**Extracted records:**
::::
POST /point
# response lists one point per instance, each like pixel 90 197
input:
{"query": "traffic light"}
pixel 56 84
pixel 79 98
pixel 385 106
::::
**Problem:** Can you render the items above as a two-column CSV with the headers input and output, one row per item giving its text and its answer, each in a single quoted field with line breaks replaced by spaces?

**Worked solution:**
input,output
"POST /point # response lists one point per instance, each like pixel 90 197 input: {""query"": ""traffic light""}","pixel 56 84 pixel 79 98 pixel 385 106"